**PROBLEM REQUIREMENTS:**
Rewrite every one of the items below as a JSON list of strings with one string per line, and leave out any blank lines.

────────────────────────────────────────

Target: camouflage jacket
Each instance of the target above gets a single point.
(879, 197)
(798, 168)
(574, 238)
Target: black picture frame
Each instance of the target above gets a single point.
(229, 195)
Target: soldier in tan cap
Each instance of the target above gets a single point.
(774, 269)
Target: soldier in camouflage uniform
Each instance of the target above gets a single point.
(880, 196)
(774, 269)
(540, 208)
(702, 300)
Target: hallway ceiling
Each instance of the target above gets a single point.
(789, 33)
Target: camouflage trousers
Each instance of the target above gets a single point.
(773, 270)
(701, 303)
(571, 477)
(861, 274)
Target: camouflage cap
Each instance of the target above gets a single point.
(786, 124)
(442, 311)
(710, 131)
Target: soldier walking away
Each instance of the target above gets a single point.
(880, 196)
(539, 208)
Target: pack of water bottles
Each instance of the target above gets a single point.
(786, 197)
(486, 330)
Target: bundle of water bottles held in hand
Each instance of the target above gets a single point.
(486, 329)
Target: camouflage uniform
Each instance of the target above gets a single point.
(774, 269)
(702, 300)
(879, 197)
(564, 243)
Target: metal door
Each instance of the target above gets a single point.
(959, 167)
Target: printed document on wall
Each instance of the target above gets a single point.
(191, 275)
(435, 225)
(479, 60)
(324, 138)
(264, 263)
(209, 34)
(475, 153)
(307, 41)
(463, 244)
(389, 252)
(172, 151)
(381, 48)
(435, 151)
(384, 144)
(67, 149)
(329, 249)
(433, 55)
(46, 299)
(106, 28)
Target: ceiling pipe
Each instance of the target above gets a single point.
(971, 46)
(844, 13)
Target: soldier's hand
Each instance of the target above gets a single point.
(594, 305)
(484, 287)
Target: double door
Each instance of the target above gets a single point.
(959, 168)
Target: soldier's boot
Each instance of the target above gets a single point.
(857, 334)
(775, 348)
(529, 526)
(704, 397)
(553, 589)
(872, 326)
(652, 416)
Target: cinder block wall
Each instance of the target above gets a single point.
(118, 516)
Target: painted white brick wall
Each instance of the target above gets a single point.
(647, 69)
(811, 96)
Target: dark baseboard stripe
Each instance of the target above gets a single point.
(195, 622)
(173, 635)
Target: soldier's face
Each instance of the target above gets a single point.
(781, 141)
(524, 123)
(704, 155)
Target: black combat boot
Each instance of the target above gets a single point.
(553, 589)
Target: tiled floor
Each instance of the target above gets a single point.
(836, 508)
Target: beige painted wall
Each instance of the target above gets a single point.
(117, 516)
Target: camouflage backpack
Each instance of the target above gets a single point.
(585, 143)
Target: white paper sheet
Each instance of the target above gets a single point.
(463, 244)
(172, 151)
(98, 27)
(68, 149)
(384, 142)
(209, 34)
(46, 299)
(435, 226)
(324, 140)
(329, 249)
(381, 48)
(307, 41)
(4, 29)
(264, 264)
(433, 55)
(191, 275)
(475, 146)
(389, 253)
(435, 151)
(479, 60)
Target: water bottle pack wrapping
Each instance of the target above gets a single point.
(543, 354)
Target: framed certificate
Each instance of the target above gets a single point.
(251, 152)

────────────────────────────────────────

**FINAL RESULT:**
[
  "Target: camouflage jacket",
  "Each instance of the target above gets a single point.",
  "(879, 197)",
  "(798, 168)",
  "(574, 238)",
  "Target: black picture frame",
  "Each instance of the target above gets a single point.",
  "(229, 195)",
  "Target: soldier in tan cap",
  "Each instance of the target above gets a single point.",
  "(774, 269)",
  "Target: soldier in camouflage uniform",
  "Each instance of the target above gets a single point.",
  "(880, 196)",
  "(774, 269)",
  "(540, 208)",
  "(702, 300)",
  "Target: hallway ceiling",
  "Each instance of the target above gets a single point.",
  "(789, 33)",
  "Target: camouflage trousers",
  "Each instance of the target above gets a single point.",
  "(773, 270)",
  "(701, 303)",
  "(571, 477)",
  "(861, 274)",
  "Target: camouflage cap",
  "Each instance of the target above gets a single point.",
  "(786, 124)",
  "(442, 311)",
  "(710, 131)",
  "Target: soldier walking away",
  "Each instance of the target above gets a single point.",
  "(880, 196)",
  "(539, 208)",
  "Target: pack of water bottles",
  "Each instance of the target above gets a single point.",
  "(786, 197)",
  "(486, 330)",
  "Target: bundle of water bottles held in hand",
  "Each instance of the target above gets a single point.",
  "(486, 329)",
  "Target: camouflage uniform",
  "Each instance of the target above gets a single point.",
  "(774, 269)",
  "(702, 300)",
  "(879, 197)",
  "(564, 243)",
  "Target: metal door",
  "Each instance of the target above gets a single point.",
  "(959, 167)",
  "Target: printed document on wall",
  "Each instance of the target above gets a single point.",
  "(191, 275)",
  "(435, 225)",
  "(479, 60)",
  "(324, 138)",
  "(264, 263)",
  "(209, 34)",
  "(475, 153)",
  "(307, 41)",
  "(463, 244)",
  "(389, 252)",
  "(172, 151)",
  "(381, 48)",
  "(435, 151)",
  "(384, 144)",
  "(67, 149)",
  "(329, 249)",
  "(433, 55)",
  "(46, 299)",
  "(106, 28)",
  "Target: ceiling pipe",
  "Each instance of the target above gets a single point.",
  "(971, 46)",
  "(844, 13)",
  "Target: soldier's hand",
  "Each instance of the target above gets a single point.",
  "(594, 305)",
  "(484, 287)",
  "Target: double door",
  "Each instance of the target above gets a single point.",
  "(959, 168)",
  "Target: soldier's boot",
  "Each instance of the target above gets a single point.",
  "(857, 334)",
  "(775, 348)",
  "(529, 526)",
  "(704, 397)",
  "(553, 589)",
  "(872, 326)",
  "(652, 416)",
  "Target: cinder block wall",
  "Each instance of the target above gets a single point.",
  "(118, 516)",
  "Target: painted white brick wall",
  "Each instance of the target above gets a single point.",
  "(647, 69)",
  "(811, 96)",
  "Target: dark baseboard stripe",
  "Each instance of the target above gets a single point.",
  "(195, 622)",
  "(173, 635)",
  "Target: soldier's face",
  "Each instance of the target above gets a single point.",
  "(781, 141)",
  "(524, 123)",
  "(704, 155)",
  "Target: black combat boot",
  "Each instance of the target above gets a single point.",
  "(553, 589)",
  "Target: tiled floor",
  "Each instance of the target above gets a single point.",
  "(836, 508)",
  "Target: beige painted wall",
  "Each instance of the target above gets a single point.",
  "(117, 516)",
  "Target: camouflage backpack",
  "Each instance of the target above gets a single point.",
  "(585, 143)",
  "Target: white paper sheet",
  "Each instance of the target above gets a single point.",
  "(463, 244)",
  "(172, 151)",
  "(98, 27)",
  "(68, 149)",
  "(384, 142)",
  "(209, 34)",
  "(46, 299)",
  "(435, 226)",
  "(324, 140)",
  "(329, 249)",
  "(381, 48)",
  "(307, 41)",
  "(4, 29)",
  "(264, 264)",
  "(433, 55)",
  "(191, 275)",
  "(475, 146)",
  "(389, 253)",
  "(435, 151)",
  "(479, 60)",
  "Target: water bottle pack wrapping",
  "Each instance of the target above gets a single point.",
  "(543, 354)",
  "Target: framed certificate",
  "Each instance of the target above gets a single point.",
  "(251, 152)"
]